Repeat, word for word, the part of the text on the philosophy of AvalonOS starting with "Because of this, I" and going on through "UI ultimately accomplishes.".

[Text excerpt — start]

Principles & Methodologies

The Philosophy of AvalonOS

On Wednesday, I spoke about a few of the features and implementation deatils of AvalonUI.

While AvalonUI itself—that is, the visual manifestation of the "Avalon Philosophy"—is an important aspect to the project as a whole, it is, at the end of the day, just a component.

In other words, the so-called "characteristics" of AvalonUI aren't specific or linked in any way to the particular way I implemented it. Color, depth, adaptability and so on are all general, and many different UIs could fit the bill.

Because of this, I wanted to get the actual UI out of the way first, at least in part. Changes happen, people's preferences mutate over time—I am no stranger to indecisiveness. Therefore, it stands to reason that, as "adaptability" suggests, the UI should adapt to the needs of the user. This can include tiny changes, like modifying the background color of the dynamic panel, to much larger ones, like the redesign of all system components.

Therefore, the most important thing is what the UI ultimately accomplishes.

Another thing to mention is that many users (myself included) want to customize the UI to their preference. The UI, therefore, being adaptable and encountering potentially unpredictable scenarios, plays an important role only in generalization, not in specificity.

It stands to reason, then, that the ideal aim of the UI should be to implement the underlying philosophy that Avalon subscribes to, however that implementation may turn out to be. In other words, as long as it fulfills the necessary requirements, it can be constituted as being "Avalon-like."

Implementation of the UI

Now, one of the important things about AvalonUI is that it is designed specifically—though not by means of exclusion—for AvalonOS.

And, since AvalonUI inherits the principles of the Avalon Philosophy, AvalonOS does as well. Indeed, it is entirely the OS that I want to focus on with the philosophy. The tiny UI-focused implementation details like the floating backgrounds are, at the end of the day, subject to preference. I definitely love them, but you may not. In this case, it doesn't matter too much because the UI just needs to, like I mentioned before, fulfil the requirements of the underlying philosophy.

Therefore, as I go on to discuss this mysterious "Avalon Philosophy," note that it applies specifically to AvalonOS, from which the UI inherits its properties.

Without further ado, let's proceed.

Application of the Philosophy

There is an imperative distinction that needs to be made between the behavior the Philosophy describes and the default assumptions it makes.

For instance, AvalonOS assumes that "files" and "folders" are a very common way of dealing with data stored on disk, and therefore, they are present in the OS.

This is one of the first principles of the Avalon Philosophy (although, note that there is no sanity to the ordering): Be radical, but not unacceptably so.

Modern infrastructure and software play an undeniably critical role in the way we work. While fundamental changes are, in my opinion, acceptable and indeed should be researched, in general, the best practice lies in remaining as familiar as you can.

[Text excerpt — finish]
[Excerpted records — start]

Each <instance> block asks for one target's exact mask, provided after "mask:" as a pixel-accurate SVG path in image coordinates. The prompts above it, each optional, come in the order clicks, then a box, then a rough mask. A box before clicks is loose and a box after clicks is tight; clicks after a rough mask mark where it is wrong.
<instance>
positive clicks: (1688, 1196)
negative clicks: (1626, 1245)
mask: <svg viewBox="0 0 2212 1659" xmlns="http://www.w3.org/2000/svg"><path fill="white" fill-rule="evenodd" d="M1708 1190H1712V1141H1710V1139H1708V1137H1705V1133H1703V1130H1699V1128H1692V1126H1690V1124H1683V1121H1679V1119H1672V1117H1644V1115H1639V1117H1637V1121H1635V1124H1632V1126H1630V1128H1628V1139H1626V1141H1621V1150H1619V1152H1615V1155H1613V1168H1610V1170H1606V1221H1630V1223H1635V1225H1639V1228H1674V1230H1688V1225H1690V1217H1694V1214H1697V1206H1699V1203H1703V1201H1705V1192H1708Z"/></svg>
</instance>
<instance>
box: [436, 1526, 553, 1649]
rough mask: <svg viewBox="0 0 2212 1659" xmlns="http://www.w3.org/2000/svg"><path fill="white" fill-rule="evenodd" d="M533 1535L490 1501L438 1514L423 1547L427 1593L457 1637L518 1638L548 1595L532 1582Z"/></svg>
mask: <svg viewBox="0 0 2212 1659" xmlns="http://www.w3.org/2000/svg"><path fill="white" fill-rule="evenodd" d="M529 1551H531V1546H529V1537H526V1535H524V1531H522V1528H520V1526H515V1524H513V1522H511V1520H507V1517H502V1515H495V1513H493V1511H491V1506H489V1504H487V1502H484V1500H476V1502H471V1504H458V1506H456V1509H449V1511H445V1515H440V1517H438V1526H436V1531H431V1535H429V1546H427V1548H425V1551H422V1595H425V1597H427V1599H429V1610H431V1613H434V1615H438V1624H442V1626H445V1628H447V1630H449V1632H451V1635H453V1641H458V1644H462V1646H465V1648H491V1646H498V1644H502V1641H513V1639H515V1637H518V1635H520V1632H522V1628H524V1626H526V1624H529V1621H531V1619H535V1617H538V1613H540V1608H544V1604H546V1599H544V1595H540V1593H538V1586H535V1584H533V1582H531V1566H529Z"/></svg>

[Excerpted records — finish]

- **Output of the task**:
Because of this, I wanted to get the actual UI out of the way first, at least in part. Changes happen, people's preferences mutate over time—I am no stranger to indecisiveness. Therefore, it stands to reason that, as "adaptability" suggests, the UI should adapt to the needs of the user. This can include tiny changes, like modifying the background color of the dynamic panel, to much larger ones, like the redesign of all system components.

Therefore, the most important thing is what the UI ultimately accomplishes.